Records of pointing at named objects
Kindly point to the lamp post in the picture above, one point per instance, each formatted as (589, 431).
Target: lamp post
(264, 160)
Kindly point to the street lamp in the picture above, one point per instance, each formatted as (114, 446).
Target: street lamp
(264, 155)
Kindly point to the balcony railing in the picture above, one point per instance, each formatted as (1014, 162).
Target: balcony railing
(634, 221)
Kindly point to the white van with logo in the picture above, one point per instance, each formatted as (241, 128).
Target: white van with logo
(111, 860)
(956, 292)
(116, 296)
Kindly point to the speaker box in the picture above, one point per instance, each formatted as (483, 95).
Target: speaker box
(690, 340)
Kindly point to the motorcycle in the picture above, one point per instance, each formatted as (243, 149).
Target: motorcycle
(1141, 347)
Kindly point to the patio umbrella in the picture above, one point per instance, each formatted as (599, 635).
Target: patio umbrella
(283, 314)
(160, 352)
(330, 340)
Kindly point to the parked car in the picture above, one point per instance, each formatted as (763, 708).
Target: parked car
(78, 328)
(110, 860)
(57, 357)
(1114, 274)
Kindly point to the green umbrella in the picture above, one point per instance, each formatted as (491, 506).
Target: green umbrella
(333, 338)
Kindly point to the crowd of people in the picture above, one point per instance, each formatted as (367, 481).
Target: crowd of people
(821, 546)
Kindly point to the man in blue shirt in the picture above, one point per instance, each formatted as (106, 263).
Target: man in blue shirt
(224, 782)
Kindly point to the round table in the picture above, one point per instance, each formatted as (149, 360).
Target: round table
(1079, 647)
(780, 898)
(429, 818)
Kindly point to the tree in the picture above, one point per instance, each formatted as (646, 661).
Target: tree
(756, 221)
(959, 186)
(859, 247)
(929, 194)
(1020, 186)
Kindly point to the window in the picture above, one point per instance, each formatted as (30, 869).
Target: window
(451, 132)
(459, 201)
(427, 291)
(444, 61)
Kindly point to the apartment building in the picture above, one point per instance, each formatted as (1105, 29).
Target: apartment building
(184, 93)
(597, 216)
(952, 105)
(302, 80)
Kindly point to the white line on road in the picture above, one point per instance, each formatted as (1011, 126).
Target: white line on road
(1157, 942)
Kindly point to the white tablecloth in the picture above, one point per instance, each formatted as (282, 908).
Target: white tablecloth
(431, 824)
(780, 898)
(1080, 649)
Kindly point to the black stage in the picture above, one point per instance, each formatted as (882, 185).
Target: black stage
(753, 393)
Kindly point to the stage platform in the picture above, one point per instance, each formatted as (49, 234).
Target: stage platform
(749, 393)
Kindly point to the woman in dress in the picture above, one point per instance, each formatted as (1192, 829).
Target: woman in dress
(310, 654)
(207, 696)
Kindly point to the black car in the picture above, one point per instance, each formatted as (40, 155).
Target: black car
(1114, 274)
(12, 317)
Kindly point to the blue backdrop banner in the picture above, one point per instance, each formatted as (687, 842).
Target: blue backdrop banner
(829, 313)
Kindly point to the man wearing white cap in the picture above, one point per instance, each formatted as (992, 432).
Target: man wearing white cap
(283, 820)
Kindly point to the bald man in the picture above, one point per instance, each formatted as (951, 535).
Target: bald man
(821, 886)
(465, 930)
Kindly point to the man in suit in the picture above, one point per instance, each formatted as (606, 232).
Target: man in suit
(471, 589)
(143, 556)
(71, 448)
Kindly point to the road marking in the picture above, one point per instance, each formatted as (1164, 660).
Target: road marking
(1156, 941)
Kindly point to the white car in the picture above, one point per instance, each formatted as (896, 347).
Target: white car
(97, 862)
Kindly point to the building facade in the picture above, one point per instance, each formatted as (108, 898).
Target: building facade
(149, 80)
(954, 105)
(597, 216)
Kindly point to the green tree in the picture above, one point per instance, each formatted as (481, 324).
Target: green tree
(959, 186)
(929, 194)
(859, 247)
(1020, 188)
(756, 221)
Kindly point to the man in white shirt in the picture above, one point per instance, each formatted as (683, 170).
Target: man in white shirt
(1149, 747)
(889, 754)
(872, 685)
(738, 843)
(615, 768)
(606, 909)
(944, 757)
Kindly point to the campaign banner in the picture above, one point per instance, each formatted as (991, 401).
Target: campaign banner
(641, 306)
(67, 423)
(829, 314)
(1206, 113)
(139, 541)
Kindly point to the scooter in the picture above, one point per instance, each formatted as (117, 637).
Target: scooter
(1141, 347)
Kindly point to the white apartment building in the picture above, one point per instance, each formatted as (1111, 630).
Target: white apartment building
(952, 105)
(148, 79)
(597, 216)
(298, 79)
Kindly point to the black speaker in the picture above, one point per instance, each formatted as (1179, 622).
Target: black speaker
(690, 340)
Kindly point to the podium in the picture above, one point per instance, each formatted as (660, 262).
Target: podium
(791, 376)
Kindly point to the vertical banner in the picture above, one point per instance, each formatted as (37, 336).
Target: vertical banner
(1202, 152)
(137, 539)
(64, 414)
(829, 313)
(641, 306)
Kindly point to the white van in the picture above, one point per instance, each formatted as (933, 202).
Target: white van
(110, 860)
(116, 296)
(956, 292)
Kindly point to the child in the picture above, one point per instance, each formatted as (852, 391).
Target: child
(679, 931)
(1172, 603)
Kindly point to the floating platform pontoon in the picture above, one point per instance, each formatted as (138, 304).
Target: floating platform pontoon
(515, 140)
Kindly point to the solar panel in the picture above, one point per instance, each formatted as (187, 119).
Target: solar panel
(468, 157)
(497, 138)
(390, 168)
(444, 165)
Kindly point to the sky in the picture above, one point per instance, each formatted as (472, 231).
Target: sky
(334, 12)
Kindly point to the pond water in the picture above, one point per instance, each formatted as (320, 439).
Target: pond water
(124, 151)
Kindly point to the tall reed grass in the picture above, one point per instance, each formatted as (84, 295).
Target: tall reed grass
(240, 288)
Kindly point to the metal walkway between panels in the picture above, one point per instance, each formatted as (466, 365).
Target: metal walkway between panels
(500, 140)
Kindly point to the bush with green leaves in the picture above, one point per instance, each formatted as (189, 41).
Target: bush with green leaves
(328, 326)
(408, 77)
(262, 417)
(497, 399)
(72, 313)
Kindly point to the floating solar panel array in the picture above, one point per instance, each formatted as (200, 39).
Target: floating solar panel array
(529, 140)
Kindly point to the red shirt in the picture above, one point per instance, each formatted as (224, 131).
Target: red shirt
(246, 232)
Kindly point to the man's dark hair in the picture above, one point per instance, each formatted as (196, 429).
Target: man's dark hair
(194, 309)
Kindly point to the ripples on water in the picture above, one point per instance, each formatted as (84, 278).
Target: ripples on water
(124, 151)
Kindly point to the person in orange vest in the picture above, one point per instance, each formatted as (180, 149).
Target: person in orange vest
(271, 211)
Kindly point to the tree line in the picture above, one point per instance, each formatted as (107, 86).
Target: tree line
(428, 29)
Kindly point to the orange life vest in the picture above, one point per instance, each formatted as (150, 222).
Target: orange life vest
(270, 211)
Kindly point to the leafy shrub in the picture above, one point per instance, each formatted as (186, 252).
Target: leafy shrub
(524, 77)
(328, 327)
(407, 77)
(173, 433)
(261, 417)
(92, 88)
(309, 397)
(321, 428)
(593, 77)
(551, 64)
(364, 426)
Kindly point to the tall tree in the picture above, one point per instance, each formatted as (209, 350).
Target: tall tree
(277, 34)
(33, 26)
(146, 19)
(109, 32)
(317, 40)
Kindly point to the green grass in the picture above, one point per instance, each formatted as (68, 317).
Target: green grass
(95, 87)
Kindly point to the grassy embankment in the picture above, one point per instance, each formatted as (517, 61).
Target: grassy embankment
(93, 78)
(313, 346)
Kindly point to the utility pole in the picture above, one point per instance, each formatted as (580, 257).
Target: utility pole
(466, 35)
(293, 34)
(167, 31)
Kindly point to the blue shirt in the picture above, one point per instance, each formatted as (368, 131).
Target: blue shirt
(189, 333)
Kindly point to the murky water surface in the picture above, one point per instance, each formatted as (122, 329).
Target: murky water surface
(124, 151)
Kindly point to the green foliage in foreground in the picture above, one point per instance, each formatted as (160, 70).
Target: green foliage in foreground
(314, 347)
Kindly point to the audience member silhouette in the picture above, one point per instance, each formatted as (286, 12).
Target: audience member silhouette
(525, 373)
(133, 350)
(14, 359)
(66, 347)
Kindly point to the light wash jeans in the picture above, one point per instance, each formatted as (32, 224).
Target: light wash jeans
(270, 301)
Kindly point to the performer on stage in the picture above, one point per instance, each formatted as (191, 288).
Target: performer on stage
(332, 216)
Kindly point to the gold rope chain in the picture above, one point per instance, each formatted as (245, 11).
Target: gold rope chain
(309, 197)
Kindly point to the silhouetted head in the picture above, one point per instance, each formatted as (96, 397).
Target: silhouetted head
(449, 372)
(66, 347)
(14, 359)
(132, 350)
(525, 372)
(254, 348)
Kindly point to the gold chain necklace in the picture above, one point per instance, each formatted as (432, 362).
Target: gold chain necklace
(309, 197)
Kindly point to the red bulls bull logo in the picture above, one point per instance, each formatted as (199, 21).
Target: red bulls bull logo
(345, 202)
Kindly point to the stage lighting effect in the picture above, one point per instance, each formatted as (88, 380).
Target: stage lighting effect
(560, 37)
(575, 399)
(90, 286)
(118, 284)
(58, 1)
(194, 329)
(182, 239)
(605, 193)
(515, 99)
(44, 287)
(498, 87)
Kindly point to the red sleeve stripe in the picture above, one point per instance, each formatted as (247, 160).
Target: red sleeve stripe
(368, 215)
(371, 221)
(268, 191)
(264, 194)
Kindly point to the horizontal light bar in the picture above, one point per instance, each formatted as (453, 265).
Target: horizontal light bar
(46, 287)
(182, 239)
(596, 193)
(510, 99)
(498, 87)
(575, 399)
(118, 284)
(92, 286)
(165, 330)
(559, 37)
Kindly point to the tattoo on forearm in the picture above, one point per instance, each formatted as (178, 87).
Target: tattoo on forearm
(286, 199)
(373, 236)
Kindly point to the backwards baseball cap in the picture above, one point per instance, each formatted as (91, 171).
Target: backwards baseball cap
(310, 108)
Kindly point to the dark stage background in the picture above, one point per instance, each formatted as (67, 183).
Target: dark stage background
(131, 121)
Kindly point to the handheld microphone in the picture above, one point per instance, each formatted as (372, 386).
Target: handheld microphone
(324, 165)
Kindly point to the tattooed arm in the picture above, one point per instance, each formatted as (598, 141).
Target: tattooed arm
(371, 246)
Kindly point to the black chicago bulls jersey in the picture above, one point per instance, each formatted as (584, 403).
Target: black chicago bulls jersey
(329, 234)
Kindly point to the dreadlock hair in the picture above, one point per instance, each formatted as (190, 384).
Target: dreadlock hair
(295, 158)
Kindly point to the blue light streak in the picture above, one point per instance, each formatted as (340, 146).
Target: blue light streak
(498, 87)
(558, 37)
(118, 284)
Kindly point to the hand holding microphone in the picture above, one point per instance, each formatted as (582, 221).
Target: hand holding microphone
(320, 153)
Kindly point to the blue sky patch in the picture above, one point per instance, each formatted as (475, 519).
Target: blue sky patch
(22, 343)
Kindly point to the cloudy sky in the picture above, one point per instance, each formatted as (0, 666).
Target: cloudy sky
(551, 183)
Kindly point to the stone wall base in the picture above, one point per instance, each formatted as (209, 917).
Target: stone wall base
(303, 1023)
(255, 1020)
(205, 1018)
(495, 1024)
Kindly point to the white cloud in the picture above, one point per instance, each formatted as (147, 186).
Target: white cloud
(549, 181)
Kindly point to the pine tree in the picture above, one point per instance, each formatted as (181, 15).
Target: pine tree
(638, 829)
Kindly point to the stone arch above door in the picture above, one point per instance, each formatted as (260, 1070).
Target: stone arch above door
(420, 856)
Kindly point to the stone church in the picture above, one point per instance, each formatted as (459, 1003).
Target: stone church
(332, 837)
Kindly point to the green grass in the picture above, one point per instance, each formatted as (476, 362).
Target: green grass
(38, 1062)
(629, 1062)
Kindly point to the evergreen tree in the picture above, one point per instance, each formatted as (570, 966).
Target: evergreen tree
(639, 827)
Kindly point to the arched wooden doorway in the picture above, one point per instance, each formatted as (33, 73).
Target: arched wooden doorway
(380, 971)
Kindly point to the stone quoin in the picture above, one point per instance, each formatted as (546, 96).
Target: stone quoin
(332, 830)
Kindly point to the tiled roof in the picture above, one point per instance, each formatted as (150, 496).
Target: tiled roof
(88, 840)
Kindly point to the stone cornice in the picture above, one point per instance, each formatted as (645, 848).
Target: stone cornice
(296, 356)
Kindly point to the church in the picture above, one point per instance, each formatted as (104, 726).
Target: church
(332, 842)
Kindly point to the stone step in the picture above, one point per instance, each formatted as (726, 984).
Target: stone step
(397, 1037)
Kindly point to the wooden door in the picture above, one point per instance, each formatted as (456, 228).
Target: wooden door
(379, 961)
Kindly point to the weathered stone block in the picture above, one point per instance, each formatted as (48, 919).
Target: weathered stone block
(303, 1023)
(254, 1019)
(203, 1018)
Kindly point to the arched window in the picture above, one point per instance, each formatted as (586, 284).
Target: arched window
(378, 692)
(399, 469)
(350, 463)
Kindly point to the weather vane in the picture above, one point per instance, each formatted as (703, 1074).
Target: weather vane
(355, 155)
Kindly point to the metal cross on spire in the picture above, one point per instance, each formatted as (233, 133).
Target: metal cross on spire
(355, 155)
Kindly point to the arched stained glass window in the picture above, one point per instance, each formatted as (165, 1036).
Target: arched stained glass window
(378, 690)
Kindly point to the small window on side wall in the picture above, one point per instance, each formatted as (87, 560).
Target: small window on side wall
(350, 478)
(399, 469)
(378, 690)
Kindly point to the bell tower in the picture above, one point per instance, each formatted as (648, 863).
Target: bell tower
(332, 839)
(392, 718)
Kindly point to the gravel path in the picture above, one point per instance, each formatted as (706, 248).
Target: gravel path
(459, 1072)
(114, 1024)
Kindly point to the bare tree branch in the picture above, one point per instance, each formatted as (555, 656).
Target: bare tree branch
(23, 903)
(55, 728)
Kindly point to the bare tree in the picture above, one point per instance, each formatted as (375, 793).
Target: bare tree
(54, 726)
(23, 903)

| AIM |
Copy the lines of the material verbatim, beginning with the line that contains "Kindly point to the crowd" and ending after the line that contains "(1020, 186)".

| RESULT OF THE TASK |
Kindly point to the crowd of people in the picture above, one point per instance, each formatted as (367, 481).
Target: crowd of people
(821, 546)
Kindly point to the man in blue shirt in the picture above, one point per instance, each formatted as (106, 263).
Target: man in blue shirt
(224, 782)
Kindly point to the round table in the picture above, one point per instance, each formatted as (149, 360).
Target: round table
(1079, 647)
(780, 898)
(429, 818)
Kindly point to the tree in the picture above, one point per instance, each formatted as (646, 661).
Target: tree
(756, 221)
(959, 186)
(859, 247)
(929, 194)
(1020, 186)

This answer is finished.